▸ Short problem: Retype, without alteration, each line from the line containing "Reviewer note: check that each instance of the spiky" to the final line of the records.

▸ Input records:
---

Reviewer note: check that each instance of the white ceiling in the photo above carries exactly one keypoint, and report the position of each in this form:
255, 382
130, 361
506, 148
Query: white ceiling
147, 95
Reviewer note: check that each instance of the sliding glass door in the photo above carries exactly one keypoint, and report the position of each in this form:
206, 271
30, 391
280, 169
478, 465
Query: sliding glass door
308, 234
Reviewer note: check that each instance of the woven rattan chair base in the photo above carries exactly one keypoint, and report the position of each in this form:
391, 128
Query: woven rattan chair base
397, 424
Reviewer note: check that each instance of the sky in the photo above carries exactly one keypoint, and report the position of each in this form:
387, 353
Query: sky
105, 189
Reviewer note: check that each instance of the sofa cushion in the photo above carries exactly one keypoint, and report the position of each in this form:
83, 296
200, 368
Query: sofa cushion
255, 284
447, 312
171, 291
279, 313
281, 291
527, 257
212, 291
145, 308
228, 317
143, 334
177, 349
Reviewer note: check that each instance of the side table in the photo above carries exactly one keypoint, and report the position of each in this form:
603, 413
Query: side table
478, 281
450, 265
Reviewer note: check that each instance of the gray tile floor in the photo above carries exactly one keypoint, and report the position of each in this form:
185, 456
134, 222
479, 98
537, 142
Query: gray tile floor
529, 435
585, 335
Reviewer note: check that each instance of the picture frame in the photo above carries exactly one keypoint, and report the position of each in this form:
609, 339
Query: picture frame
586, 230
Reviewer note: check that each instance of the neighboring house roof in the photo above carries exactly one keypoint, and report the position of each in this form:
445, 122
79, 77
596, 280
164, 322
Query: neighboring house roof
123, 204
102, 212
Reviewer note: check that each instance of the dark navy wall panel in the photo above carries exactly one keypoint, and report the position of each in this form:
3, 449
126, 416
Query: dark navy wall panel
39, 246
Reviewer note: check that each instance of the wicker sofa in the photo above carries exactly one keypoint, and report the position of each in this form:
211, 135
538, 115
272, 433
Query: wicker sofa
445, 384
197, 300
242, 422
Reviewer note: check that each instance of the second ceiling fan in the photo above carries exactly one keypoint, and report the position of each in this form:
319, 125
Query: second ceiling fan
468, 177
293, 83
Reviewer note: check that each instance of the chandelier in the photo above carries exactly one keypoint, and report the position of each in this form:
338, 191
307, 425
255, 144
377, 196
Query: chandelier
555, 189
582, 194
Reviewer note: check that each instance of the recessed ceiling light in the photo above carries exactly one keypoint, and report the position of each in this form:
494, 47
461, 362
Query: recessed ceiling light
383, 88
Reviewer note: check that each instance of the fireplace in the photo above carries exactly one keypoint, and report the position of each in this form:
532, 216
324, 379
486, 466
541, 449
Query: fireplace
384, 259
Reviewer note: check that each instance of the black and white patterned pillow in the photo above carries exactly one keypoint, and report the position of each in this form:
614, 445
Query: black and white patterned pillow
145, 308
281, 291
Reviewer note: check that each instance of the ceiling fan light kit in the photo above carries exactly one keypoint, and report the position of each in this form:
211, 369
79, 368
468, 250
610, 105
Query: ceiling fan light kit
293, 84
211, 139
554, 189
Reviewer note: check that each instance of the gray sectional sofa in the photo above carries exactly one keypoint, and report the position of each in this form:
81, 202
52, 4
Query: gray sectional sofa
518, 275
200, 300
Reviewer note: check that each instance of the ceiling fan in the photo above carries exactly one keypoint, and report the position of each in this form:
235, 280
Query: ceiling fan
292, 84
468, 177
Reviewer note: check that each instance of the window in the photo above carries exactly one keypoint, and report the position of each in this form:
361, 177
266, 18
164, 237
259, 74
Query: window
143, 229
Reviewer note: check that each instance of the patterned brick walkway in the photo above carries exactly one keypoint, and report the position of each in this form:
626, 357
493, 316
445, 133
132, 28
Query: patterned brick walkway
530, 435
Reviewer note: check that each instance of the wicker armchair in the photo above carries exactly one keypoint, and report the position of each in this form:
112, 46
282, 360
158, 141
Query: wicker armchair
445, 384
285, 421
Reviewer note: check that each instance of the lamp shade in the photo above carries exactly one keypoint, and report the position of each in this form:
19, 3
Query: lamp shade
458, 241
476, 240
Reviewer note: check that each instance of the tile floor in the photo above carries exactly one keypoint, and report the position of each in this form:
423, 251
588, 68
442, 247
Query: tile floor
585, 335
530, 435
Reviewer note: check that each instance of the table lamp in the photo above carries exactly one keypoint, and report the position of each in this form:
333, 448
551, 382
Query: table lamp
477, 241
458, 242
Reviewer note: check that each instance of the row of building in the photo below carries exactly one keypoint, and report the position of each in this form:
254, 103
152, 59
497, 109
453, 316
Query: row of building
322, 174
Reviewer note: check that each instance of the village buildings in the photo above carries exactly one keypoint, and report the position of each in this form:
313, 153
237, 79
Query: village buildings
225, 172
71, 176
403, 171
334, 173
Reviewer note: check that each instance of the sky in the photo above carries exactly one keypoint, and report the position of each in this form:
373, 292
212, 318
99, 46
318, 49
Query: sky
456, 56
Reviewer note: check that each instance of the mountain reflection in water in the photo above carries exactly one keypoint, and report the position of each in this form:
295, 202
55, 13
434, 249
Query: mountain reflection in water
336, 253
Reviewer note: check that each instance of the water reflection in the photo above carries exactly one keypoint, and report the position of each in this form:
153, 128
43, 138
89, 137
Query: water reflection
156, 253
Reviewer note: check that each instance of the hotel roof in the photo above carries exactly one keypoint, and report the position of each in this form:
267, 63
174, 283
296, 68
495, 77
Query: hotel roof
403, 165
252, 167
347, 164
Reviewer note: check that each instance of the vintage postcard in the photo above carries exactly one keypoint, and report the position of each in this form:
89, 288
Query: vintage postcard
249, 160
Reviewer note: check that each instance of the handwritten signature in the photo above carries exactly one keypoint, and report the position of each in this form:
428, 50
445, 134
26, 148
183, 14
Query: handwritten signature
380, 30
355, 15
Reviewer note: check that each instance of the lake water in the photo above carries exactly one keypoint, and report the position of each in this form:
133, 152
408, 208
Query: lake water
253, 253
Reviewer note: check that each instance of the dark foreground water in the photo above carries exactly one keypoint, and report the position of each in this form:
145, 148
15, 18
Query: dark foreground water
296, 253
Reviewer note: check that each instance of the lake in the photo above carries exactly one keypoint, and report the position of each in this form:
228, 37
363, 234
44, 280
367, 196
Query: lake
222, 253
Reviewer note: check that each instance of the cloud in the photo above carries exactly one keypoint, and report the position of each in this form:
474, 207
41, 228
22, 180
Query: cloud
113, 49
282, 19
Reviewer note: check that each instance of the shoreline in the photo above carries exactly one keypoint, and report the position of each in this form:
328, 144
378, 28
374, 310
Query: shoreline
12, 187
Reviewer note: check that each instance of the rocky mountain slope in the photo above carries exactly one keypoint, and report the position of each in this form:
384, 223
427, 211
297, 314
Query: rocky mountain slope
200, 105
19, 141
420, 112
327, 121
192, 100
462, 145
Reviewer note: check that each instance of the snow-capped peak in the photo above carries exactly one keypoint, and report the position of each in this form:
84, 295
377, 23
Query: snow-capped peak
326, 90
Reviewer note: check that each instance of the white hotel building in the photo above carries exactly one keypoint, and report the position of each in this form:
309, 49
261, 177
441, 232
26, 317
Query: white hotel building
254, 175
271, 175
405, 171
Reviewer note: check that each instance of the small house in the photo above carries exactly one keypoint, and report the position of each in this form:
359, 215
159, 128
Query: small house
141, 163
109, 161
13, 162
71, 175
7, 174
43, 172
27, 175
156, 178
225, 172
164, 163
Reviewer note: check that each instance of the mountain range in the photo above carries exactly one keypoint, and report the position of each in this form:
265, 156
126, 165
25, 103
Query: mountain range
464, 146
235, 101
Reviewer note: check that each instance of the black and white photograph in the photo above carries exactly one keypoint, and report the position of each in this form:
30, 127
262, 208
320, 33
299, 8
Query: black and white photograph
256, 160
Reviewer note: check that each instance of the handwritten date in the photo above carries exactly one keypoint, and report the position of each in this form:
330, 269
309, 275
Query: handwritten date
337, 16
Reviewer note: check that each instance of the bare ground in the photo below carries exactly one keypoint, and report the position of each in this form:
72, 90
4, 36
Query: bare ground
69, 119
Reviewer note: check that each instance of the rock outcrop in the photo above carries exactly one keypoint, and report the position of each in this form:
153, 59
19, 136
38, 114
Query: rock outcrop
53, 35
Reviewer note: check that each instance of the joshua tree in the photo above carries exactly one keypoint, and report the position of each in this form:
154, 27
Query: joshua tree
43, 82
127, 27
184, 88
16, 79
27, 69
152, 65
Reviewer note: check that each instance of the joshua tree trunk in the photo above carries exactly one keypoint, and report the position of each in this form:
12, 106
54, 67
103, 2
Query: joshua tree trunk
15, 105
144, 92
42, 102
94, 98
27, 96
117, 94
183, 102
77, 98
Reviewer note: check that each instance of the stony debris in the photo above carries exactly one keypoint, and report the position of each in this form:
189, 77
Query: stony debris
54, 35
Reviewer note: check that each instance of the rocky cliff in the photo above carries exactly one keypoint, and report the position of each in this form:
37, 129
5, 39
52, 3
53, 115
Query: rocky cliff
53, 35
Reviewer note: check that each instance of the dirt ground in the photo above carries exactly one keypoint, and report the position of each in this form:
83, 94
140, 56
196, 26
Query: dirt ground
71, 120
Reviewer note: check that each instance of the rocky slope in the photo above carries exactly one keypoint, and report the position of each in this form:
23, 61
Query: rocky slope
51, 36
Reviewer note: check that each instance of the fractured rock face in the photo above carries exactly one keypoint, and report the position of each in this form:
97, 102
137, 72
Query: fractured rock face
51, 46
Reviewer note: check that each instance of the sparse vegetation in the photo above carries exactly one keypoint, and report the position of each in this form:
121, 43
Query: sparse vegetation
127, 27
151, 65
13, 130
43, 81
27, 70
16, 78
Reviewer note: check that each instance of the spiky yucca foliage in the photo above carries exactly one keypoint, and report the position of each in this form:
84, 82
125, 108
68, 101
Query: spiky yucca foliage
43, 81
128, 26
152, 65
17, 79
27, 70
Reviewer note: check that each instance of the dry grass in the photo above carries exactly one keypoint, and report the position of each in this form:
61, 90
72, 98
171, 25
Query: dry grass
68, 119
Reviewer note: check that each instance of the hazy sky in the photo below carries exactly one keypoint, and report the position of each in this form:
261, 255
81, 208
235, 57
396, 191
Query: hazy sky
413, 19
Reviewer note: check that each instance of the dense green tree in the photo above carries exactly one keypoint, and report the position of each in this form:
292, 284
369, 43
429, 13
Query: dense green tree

---

▸ Answer for the task:
Reviewer note: check that each instance of the spiky yucca foliage in the photo above carries exactly one keypoint, and report the position of each in this form:
84, 82
125, 108
68, 101
Query: spiky yucca foliage
43, 81
128, 26
152, 65
17, 79
27, 70
Reviewer note: check that each instance of the dry grass in the photo above carries exactly one keypoint, and report the position of each in this form:
61, 90
72, 98
171, 25
Query: dry grass
68, 119
Reviewer note: check that each instance of the hazy sky in the photo below carries exactly one keypoint, and report the position of each in this form:
261, 255
81, 208
235, 57
396, 191
Query: hazy sky
413, 19
Reviewer note: check that each instance of the dense green tree in the photo above carries exactly one keypoint, and report the position of each in this form:
292, 284
369, 43
429, 13
Query: dense green tree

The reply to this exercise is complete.